INPUT RECORDS START
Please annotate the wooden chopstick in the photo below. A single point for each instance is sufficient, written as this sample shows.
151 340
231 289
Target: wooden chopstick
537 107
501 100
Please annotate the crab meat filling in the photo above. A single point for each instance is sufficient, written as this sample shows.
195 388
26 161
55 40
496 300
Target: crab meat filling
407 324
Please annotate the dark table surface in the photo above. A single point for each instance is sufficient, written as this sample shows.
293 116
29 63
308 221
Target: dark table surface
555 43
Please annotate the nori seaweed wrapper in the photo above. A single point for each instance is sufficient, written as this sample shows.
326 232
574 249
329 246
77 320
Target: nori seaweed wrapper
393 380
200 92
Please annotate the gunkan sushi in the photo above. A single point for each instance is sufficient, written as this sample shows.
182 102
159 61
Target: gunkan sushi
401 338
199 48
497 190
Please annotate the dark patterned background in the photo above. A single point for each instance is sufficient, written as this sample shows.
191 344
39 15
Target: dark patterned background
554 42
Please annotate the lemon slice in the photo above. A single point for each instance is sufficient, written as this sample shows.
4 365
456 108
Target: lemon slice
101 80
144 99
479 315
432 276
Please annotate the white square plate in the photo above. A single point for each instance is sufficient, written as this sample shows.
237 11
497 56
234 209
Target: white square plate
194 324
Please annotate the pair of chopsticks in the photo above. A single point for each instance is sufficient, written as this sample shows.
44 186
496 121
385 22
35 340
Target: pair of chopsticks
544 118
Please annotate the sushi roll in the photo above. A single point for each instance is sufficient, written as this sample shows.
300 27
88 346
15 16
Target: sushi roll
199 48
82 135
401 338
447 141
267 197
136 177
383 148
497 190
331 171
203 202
INPUT RECORDS END
> **WHAT YOU ARE ASKED TO DO**: Could you retype every record above exactly as it appears?

> **OUTPUT FOR THIS TASK**:
Please annotate the wooden chopstick in the photo below. A single point for each instance is sufficient, written as this sample shows.
151 340
231 289
Target: wooden chopstick
537 107
501 100
Please annotate the crab meat filling in the photo above. A single point for each instance is sufficient, written as this sample shows.
195 388
26 161
55 40
496 300
Target: crab meat filling
407 324
Please annotate the dark table surface in the photo above. A single point for each instance is sufficient, written as this sample shows.
293 116
29 63
308 221
Target: dark table surface
555 43
Please annotate the nori seaweed wrapper in the photo above. A single point for each instance is sufficient, written as this sample shows.
326 232
574 249
329 246
77 320
Target: nori seaweed wrapper
393 380
200 92
Please annotate the gunkan sushi in the photo above. A single point for each instance is sufficient, written as this sample shows.
182 102
159 61
Target: gunkan sushi
401 338
199 48
497 190
Please annotate the dark patterned background in the photo above. A single point for each instance is sufficient, written as this sample shows.
191 344
39 15
Target: dark patterned background
554 42
Please annotate the lemon slice in the photo above. A single point for each instance is sufficient, written as this sample shows.
4 365
456 108
Target: lemon slice
101 80
144 99
479 315
432 276
Please annotate the white square plate in the photo above. A single point for each instance is sufficient, written as this sample shows.
237 11
497 56
234 209
Target: white square plate
194 324
Please annotate the pair of chopsticks in the photo above. A single point for each instance is sufficient, written as this sample shows.
44 186
496 121
385 22
35 340
Target: pair of chopsticks
544 118
Please annotate the sushi roll in the photo above. A single point for each instance is sufficient, written as this sample shows.
300 27
88 346
15 16
Target: sushi roll
199 48
82 135
401 338
447 141
267 197
136 177
383 148
497 190
331 171
203 202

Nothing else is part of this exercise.